STUDY TEXT below:

Abstract
This application builds on the Great Smoky Mountains Study (GSMS) and leverages its recently funded
extension, Great Smoky Mountains Study of Rural Aging (GSMS-RA) to improve our understanding of the
determinants of health inequalities in rural America. This new study, the Mid-Life Health Inequalities in the
Rural South: Risk and Resilience, augments data being collected (and already funded) for two GSMS-RA
samples in western North Carolina, one of Native Americans and the other of non-Hispanic Whites, that are in
their early 40s and currently reside in rural regions of Appalachia, with two new samples from the northeastern
part of the State, one of African Americans and the other of non-African Americans, ages of 30 and 55, that will
be recruited from rural Census tracts of the “Black Belt” region of the state. The Black Belt samples will be
recruited, consented and surveyed using the same 120-minute in-home assessment utilized in the GSMS-RA to
collect demographic and socioeconomic and attitudinal information, neurocognitive tasks (IQ, memory, attention,
and executive function), and biomeasure collection (i.e., height, weight, waist, blood pressure, pulmonary
function, bloodspots) (Aim 1). The Black Belt sample will also participate in the same 6-month Ecological
Momentary Assessment (EMA) every other week (13 times total), using protocols to measure within-person day-
to-day or week-to-week fluctuations in one's financial and social situations and/or mood, as these measurements
may affect individuals' risk/resilience related to mid-life health outcomes, and track geospatial movement using
GPS monitoring to assess activity space (Aim 2). For each of these 2 rural regions (Appalachia and Black Belt),
we will assemble contextual data from several existing data bases to construct measures of the health, economic
and social contexts of the localities in which participants in our 4 samples reside. The data from Aims 1 and 2
for these 4-sample/2 region samples will be used to analyze the causal linkages between person-specific and
contextual measures of risk and resilience factors for those health conditions (e.g., suicide, alcohol abuse,
cardiometabolic diseases) most associated with mid-life mortality (Aim 3). Multiple statistical methods, including
fixed effect, structural equation and multilevel models as well as instrumental variables methods will be used to
identify these causal linkages and their racial/ethnic and region differences. A distinctive feature of this analysis
will be to employ the within-person data collected under the EMA protocol to examine the role of instability of
socio-emotional, economic and social support as a unique contributor to those health conditions that result in
midlife mortality. Finally, this project will harmonize measures collected in this rural-based study with measures
in existing health/aging studies, disseminate the data collected through the National Archive of Computerized
Data on Aging and conduct interdisciplinary user workshops on these data to facilitate urban/rural national
comparisons of the study of health inequalities at midlife (Aim 4).

End of STUDY TEXT.

- _WHAT YOU WILL DO_
According to the study abstract, why will the Black Belt sample's Ecological Momentary Assessment measure week-to-week or day-to-day fluctuations in financial and social situations and mood? The lines after this come from an unrelated source.

STUDY MATERIAL below:

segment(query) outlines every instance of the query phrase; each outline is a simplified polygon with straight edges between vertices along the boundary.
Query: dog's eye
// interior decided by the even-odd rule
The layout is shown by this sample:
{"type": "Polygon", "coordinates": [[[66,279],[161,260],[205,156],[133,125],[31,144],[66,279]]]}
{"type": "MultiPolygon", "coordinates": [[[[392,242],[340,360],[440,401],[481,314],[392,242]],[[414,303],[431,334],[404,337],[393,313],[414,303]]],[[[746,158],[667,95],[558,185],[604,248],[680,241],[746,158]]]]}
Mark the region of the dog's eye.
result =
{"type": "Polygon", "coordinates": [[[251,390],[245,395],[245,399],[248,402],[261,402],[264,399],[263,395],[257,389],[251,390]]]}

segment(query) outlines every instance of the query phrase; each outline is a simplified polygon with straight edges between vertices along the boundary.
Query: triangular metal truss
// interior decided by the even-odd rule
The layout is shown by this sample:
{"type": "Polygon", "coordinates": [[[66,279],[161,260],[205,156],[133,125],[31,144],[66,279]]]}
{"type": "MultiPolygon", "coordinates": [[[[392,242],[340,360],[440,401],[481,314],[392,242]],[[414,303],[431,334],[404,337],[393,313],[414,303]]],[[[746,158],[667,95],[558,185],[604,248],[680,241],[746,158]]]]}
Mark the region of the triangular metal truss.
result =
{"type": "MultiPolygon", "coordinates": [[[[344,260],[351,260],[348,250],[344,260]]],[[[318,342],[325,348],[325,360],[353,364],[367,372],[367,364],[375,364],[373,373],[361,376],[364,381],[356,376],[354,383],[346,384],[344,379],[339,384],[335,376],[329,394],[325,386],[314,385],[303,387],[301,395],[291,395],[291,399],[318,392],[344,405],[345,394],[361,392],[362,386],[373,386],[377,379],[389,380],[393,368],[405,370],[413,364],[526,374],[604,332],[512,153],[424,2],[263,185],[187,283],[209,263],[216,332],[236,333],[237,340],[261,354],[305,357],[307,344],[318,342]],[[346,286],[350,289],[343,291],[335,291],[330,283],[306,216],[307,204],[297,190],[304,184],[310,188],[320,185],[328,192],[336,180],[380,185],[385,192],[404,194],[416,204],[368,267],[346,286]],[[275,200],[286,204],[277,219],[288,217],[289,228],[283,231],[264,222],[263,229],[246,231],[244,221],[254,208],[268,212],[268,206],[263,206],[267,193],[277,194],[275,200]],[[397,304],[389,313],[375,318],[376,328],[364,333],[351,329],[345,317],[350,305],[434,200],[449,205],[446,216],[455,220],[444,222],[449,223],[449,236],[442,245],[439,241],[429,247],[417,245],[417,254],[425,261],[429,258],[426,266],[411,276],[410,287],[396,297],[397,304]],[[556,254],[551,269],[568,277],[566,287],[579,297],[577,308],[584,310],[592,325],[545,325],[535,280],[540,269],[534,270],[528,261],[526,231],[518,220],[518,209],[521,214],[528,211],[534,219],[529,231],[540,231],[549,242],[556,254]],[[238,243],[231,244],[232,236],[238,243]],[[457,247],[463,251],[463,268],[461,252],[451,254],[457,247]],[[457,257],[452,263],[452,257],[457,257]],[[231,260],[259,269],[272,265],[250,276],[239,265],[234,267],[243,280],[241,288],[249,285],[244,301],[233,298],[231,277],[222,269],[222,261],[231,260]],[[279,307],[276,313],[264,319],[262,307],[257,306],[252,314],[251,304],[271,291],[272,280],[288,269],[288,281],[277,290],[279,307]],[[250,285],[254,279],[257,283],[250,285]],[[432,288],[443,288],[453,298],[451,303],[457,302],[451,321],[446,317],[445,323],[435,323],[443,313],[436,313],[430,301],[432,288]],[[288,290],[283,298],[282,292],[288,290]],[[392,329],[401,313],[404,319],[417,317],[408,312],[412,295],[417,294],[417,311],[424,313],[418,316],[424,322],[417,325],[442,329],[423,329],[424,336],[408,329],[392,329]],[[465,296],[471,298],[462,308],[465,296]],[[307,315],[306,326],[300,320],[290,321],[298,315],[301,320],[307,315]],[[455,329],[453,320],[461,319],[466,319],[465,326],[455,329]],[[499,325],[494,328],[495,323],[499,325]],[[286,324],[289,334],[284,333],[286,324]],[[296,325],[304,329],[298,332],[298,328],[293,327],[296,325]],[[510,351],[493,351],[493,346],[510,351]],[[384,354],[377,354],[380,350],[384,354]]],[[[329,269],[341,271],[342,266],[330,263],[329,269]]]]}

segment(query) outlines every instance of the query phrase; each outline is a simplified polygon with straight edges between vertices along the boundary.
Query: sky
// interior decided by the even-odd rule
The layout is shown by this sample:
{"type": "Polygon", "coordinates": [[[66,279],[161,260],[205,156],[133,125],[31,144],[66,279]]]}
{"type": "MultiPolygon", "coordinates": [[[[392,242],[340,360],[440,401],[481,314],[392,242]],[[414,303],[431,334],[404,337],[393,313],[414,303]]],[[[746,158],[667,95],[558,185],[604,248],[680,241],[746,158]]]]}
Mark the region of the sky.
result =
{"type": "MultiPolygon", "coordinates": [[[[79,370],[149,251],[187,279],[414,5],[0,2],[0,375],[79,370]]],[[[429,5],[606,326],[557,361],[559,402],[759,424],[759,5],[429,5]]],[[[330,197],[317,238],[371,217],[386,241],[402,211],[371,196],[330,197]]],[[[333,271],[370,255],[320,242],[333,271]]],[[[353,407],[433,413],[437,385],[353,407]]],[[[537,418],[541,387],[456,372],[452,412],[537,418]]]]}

End of STUDY MATERIAL.

- _COMPLETED TASK_
The abstract says these fluctuations may affect individuals' risk or resilience related to mid-life health outcomes.